----- SOURCE PASSAGE

However last night I had 5 or 6 tmp folders like this one in findmnt. I thought this was related to ZRAM swap but now I think there is a problem there, maybe it is related to the nvidia update as well… still looking on how to find the folder I’ll report back.

FGD · 2 February 2021 14:16

I can't find the temp folder used for building nvidia, maybe it gets deleted if I kill the process. All I see are bin files in my user .cache folder, that's the closest to "temp" I could find.

I'll try deleting ALL files in my @tmp subvolume and start the upgrade from fresh.
Maybe I should do the same with @cache...

FGD · 2 February 2021 14:43

Hum, no zRAM has nothing to do, I swapped off all 16.
The /tmp folder mounted is my / folder. Listing shows all my subvolumes in there.

I can umount manually. Then every single time I run grubup, it mounts a tmp folder with my subvolumes in it.

Here I ran grubup 3 times after unmounting /tmp/tmp.* and I get this:

/tmp/tmp.jlm9hBBPGN /dev/nvme0n1p1 btrfs rw,relatime,compress=zstd:3,ssd,space_cache,autodefrag,subvolid=5,subvol=/
/tmp/tmp.IQ3dCRH0vh /dev/nvme0n1p1 btrfs rw,relatime,compress=zstd:3,ssd,space_cache,autodefrag,subvolid=5,subvol=/
/tmp/tmp.KDbDfLJc0h /dev/nvme0n1p1 btrfs rw,relatime,compress=zstd:3,ssd,space_cache,autodefrag,subvolid=5,subvol=/

There is seriously something wrong with my machine. I could not find what causes grub-update to mount / in a tmp folder. I’ll continue investigating, even though I don’t know if it’s related to the nvidia update/kernel compile issues, but all those need to be fixed.

FGD · 2 February 2021 14:59

The /tmp grubup issue is nonexisting on my other disk, which I haven't updated in a while.
I will try nvidia from there, now back at work for a while. I wanna work on my Garuda install, but hey... loll

tnt · 2 February 2021 15:04

@FGD

I think that these temp folders are related to initrd image creation. DKMS stuffs its own crap under /var/lib/dkms, where you should be able to find out what happened and why it failed.

----------
----- EXERCISE INPUTS

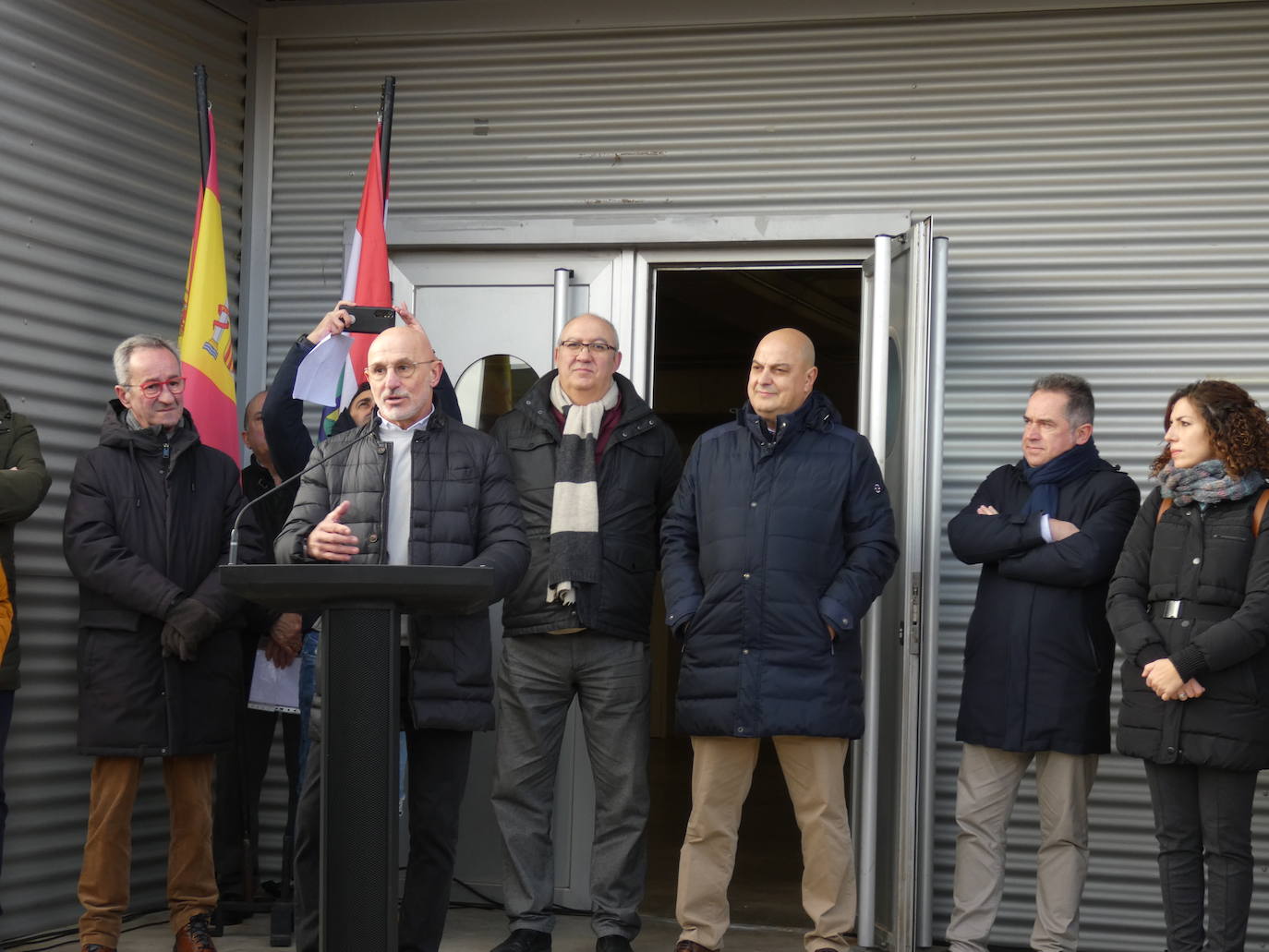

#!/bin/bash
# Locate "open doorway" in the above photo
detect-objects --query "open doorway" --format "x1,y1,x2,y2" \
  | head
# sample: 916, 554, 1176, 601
642, 261, 862, 927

----------

● **SET OF TASKS**
a) According to the forum thread about the grubup mounts, under which directory does DKMS store its own files?
b) Convert the row above into a JSON list of strings, with one string per line. Skip blank lines and leave the picture out.

● **ANSWERS FOR THIS EXERCISE**
a) Under /var/lib/dkms.

b)
[
  "#!/bin/bash",
  "# Locate \"open doorway\" in the above photo",
  "detect-objects --query \"open doorway\" --format \"x1,y1,x2,y2\" \\",
  "  | head",
  "# sample: 916, 554, 1176, 601",
  "642, 261, 862, 927"
]